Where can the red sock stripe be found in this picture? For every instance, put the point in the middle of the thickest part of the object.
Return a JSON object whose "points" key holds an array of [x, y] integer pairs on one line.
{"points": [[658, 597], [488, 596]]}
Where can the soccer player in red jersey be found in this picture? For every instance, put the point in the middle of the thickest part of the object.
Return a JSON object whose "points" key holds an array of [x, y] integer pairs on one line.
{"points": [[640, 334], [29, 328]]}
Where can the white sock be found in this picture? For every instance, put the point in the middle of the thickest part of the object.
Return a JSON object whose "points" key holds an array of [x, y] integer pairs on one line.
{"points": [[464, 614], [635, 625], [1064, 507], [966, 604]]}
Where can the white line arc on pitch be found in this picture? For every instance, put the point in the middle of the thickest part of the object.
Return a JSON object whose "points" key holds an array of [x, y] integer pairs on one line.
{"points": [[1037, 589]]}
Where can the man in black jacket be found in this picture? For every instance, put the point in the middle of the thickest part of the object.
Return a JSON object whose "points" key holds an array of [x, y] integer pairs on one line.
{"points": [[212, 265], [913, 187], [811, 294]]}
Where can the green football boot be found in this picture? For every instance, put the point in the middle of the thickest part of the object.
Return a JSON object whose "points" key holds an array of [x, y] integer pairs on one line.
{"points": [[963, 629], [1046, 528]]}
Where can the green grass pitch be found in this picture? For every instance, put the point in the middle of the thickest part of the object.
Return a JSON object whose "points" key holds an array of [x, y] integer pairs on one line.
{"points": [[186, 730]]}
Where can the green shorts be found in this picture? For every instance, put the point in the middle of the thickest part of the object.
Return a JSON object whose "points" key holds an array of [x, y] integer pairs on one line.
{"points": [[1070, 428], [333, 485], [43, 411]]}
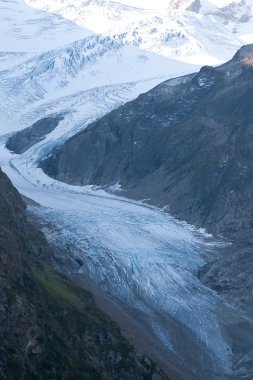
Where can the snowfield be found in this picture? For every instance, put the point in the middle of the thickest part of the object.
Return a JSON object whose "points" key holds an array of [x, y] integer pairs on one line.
{"points": [[83, 59]]}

_WHAT IS REQUIRED_:
Rewrite the lines from the one containing "Where can the man" through the last line, keeping every request as is and multiplying each x and y coordinate in the answers by 1.9, rounded to whole numbers with halves rounded up. Leave out the picture.

_OUTPUT FOR THIS EXERCISE_:
Where can the man in black jacket be found in this picture? For every instance, put the point in the middle of the thickest part of the object.
Return a JSON object whose "points" key holds an array of [x, y] integer pairs on one line.
{"points": [[403, 504], [1735, 355], [1541, 559]]}
Where can the green football boot be found in this picture? For every instance, put the point in the middle of the thickest part of the object.
Return a JSON object whose "points" key holds an array of [x, y] integer pairs on one line.
{"points": [[1830, 1195], [1987, 1003]]}
Where can the green grass pitch be found in this picture? For every instance, put the point in the middle of the thickest part of the object.
Return a JSON object whose "points" key holds an array of [x, y] integer pairs on one line.
{"points": [[353, 1387]]}
Where can the green shorts be found in this picture? For every instance, put the point in the middle of the thickest part of the object.
Return a JSON object whose "points" key holds an array of [x, y] integer pairs on one line.
{"points": [[2033, 813], [633, 922], [82, 781]]}
Where can the snowfield be found in this picture? For every instance, put the point in the middle of the thickest part of the object.
Return a JSON object whose "points" key holds an array of [x, y] integer pairs on one line.
{"points": [[158, 112]]}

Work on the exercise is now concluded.